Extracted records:
'''

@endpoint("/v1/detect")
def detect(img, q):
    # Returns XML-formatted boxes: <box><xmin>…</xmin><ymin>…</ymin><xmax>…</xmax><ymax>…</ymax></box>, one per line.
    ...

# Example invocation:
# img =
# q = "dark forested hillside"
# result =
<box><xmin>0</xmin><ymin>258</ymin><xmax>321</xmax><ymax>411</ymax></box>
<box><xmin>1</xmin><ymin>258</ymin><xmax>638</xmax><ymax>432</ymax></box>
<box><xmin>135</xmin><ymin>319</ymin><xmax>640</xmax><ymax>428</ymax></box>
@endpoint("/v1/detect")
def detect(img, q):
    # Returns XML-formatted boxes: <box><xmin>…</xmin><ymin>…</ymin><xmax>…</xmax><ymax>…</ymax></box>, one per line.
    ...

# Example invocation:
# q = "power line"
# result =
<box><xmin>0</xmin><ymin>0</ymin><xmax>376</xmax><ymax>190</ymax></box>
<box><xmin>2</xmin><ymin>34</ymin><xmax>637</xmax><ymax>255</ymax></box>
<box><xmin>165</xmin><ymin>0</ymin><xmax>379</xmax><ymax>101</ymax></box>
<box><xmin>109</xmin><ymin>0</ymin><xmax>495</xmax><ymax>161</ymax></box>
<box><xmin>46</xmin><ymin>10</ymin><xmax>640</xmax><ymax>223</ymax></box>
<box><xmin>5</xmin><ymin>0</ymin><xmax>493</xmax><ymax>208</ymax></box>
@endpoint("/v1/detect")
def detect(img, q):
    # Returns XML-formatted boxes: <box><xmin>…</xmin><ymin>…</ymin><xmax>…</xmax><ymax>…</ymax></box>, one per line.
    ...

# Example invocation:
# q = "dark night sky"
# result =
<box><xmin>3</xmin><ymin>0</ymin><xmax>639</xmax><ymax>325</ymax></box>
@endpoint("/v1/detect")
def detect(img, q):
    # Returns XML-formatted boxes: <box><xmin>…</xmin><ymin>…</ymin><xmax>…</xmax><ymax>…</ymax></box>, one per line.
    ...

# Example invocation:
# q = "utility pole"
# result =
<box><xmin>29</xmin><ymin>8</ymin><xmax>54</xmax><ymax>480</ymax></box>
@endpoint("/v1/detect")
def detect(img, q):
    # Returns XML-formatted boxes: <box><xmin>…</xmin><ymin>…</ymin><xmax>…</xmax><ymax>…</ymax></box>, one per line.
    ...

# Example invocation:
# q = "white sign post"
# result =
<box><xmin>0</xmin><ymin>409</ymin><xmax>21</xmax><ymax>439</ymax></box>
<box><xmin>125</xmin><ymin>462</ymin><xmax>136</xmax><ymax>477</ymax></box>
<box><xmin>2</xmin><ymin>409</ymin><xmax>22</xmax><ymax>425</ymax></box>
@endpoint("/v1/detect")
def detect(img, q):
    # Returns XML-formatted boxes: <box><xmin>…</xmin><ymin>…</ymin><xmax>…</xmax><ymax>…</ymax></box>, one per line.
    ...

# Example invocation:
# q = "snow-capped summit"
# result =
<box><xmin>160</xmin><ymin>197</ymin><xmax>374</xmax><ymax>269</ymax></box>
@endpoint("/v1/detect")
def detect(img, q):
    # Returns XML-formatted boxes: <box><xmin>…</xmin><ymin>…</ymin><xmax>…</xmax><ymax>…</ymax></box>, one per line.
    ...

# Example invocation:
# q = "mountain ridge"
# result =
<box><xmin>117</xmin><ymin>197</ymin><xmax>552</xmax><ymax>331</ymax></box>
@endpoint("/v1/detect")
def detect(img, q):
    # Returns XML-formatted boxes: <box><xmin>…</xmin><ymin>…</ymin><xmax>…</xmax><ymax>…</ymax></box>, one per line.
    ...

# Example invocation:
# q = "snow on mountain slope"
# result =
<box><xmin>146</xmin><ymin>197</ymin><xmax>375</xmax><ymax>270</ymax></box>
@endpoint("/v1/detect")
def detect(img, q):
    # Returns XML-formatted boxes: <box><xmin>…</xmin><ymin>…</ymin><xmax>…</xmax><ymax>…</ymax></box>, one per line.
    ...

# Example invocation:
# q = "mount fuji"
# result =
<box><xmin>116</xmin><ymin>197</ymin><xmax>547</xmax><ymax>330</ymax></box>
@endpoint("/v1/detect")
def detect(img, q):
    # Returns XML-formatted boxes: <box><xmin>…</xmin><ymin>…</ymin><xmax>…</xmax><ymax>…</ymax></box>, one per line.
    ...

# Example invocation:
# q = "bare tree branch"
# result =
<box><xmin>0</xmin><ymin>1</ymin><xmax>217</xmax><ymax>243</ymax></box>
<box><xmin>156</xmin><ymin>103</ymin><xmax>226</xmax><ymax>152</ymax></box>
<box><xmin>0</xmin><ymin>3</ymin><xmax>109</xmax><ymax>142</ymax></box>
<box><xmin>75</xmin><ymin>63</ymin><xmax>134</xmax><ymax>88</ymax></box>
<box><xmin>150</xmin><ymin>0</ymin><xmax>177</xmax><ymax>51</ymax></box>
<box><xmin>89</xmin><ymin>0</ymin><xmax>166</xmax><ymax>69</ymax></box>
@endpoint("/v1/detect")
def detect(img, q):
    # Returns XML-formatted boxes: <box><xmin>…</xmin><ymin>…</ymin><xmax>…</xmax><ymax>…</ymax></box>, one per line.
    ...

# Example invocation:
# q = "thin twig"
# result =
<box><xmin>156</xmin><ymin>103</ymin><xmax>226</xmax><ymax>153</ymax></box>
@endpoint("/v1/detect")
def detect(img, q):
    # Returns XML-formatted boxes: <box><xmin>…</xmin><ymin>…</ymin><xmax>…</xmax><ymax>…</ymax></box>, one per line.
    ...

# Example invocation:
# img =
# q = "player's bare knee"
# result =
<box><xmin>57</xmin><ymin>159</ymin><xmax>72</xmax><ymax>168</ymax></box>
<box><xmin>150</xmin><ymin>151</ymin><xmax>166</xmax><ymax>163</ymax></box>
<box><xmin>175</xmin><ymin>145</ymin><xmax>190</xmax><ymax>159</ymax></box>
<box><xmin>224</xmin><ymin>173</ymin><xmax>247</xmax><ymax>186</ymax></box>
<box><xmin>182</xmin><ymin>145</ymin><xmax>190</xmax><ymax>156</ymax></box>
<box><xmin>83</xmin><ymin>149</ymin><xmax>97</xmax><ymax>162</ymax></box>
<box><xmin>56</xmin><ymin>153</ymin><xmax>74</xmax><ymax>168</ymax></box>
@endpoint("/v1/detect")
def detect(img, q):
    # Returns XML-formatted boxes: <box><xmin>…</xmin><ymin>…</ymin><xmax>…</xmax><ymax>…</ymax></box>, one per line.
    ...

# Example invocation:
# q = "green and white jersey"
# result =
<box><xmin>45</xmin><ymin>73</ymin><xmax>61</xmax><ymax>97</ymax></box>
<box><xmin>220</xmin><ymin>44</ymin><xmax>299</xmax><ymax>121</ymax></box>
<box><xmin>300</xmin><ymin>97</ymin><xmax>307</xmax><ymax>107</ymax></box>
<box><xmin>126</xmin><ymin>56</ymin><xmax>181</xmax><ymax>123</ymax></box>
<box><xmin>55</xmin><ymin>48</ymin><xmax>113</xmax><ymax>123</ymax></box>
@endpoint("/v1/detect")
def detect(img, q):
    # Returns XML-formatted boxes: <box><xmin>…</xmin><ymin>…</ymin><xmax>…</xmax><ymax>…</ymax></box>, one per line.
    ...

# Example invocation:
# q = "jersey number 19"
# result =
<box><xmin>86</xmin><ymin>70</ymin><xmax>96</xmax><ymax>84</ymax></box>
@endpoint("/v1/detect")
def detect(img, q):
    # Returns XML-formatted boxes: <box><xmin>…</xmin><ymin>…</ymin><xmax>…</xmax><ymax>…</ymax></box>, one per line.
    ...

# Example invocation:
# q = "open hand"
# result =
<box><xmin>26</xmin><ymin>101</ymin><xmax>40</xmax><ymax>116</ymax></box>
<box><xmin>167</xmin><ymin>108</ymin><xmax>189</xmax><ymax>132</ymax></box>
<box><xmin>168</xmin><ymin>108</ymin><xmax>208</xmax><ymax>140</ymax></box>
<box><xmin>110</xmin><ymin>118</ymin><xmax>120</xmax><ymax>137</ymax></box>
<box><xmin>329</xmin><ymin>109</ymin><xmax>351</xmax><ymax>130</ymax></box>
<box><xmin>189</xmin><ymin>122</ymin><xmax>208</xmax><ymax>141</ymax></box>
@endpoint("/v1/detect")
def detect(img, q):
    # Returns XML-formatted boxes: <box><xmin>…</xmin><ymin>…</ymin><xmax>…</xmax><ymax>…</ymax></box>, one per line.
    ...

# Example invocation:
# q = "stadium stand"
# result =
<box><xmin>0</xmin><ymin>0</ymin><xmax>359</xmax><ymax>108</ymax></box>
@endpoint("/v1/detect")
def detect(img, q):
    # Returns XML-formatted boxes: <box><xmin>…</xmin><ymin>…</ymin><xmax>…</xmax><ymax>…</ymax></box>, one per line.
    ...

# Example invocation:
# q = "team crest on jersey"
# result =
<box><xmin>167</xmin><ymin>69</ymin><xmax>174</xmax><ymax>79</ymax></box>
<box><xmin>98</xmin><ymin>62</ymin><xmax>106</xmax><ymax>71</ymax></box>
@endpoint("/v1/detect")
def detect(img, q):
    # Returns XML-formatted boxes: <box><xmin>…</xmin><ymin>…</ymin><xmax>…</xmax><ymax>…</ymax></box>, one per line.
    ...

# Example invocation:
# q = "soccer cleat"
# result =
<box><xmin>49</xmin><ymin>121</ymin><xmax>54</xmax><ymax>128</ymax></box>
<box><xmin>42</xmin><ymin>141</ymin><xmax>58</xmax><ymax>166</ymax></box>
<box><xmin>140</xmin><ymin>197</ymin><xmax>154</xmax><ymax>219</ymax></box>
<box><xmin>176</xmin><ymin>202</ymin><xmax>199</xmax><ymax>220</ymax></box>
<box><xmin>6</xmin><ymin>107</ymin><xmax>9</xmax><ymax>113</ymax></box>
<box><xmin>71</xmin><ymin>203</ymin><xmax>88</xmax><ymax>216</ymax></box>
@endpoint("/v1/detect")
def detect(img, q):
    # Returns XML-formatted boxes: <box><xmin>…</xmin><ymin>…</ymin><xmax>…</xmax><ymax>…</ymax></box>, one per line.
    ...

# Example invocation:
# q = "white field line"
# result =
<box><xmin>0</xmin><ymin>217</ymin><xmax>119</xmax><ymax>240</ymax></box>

'''

Assigned task: Find and copy each line of the data where "jersey" is present.

Response below:
# q = "green and white jersey"
# q = "jersey number 19"
# q = "team crest on jersey"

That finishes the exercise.